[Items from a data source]
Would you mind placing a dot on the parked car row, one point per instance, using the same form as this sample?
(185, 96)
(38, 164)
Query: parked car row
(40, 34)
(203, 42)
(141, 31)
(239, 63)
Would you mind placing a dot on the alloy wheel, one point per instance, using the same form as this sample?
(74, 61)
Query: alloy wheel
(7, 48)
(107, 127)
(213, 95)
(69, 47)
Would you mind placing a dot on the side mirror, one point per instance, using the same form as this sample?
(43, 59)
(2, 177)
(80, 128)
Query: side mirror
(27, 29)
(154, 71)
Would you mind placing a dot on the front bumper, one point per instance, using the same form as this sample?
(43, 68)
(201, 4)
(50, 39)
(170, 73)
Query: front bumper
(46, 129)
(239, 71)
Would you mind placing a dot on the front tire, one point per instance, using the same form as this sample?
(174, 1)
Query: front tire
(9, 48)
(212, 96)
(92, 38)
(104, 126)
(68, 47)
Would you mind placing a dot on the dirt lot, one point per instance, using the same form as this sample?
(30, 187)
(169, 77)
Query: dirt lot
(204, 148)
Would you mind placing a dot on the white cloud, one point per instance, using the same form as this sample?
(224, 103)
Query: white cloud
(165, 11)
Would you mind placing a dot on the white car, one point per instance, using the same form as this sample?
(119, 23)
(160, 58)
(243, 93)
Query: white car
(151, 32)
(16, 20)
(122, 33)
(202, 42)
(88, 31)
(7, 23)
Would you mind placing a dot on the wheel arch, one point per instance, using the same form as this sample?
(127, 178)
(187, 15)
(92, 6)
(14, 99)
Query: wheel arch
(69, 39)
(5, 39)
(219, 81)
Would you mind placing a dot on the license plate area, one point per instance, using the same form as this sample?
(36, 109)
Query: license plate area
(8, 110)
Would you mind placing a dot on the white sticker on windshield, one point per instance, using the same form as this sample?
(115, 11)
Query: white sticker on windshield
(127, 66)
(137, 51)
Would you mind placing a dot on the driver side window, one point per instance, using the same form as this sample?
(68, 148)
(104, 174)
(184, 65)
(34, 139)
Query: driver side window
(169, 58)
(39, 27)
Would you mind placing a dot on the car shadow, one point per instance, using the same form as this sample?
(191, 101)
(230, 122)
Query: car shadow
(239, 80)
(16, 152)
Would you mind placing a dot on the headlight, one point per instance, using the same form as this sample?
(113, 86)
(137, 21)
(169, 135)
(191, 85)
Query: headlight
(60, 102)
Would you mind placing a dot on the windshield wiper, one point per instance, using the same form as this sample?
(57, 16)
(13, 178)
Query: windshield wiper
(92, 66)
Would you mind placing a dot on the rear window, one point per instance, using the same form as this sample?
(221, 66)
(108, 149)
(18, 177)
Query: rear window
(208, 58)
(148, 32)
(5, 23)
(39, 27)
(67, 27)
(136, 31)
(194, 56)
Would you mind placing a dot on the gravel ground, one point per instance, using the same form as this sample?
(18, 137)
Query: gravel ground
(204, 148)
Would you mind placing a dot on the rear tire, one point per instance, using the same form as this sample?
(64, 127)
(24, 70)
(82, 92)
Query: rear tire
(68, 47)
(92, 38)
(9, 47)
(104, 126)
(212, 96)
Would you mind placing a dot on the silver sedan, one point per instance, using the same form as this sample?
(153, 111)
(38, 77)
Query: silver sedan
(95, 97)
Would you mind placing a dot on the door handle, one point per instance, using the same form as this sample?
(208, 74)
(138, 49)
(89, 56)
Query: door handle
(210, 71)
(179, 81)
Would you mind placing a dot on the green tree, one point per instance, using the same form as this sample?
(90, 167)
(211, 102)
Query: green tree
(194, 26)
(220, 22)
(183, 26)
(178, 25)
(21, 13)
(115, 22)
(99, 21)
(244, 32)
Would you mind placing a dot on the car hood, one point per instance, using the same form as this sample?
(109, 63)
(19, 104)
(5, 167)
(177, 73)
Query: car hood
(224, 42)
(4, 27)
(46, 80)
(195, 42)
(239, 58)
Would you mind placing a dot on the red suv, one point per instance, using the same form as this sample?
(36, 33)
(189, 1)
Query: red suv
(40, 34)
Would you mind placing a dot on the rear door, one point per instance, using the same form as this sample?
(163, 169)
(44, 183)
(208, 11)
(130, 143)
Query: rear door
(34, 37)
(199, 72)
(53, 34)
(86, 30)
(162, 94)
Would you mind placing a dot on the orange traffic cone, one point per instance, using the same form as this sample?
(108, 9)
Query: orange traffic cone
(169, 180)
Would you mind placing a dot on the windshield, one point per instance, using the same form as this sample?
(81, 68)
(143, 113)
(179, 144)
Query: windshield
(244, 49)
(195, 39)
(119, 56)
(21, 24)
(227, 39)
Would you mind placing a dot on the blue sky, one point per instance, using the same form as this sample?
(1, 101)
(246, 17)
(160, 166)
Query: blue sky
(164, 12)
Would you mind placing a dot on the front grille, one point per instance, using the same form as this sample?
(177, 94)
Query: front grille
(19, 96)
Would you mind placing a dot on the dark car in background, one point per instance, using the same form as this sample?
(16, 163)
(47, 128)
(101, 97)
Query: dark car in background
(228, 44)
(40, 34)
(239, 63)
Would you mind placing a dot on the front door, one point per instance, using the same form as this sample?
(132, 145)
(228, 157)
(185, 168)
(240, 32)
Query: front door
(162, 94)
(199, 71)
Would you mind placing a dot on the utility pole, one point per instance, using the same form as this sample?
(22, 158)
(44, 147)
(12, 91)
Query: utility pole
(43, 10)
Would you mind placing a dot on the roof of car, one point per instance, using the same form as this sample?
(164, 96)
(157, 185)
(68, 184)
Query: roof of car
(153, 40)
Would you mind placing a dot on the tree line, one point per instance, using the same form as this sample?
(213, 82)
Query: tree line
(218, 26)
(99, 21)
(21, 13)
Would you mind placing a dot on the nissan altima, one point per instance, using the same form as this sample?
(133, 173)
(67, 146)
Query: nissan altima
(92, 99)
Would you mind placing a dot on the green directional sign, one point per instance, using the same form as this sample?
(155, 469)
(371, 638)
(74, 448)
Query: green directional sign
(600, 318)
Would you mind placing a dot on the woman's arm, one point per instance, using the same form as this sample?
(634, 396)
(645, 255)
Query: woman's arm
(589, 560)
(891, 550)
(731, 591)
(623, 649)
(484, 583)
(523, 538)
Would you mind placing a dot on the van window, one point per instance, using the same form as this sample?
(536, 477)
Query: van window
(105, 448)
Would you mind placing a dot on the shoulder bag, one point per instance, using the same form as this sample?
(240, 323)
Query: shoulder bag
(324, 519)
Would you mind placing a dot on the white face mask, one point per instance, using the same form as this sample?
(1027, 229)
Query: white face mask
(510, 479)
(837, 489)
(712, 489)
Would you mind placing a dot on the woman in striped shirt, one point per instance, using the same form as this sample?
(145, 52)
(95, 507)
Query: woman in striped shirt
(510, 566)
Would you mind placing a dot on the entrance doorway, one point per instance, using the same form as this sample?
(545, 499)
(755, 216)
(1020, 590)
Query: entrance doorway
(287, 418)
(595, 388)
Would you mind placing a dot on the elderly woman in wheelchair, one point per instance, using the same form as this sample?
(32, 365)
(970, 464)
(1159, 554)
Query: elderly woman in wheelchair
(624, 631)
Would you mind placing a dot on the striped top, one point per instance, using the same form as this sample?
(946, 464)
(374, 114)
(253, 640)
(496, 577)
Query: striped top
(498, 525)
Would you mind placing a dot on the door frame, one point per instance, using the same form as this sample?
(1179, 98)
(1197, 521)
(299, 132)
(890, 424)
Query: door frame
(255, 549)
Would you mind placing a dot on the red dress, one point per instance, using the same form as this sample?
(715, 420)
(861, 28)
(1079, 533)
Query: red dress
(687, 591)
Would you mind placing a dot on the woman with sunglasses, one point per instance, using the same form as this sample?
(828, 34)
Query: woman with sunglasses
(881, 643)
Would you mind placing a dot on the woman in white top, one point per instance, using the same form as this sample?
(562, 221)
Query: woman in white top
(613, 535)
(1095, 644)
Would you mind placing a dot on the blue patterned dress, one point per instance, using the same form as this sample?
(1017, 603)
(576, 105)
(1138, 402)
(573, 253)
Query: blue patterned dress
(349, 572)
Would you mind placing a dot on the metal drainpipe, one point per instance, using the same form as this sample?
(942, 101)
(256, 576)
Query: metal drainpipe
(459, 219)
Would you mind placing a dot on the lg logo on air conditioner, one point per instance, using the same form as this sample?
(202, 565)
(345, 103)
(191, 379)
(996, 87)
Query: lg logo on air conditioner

→ EXERCISE OBJECTIVE: Lines that contain the word "conditioner": how many are there in the data? Give the number and nothing else.

→ REPLY TO THE EXERCISE: 2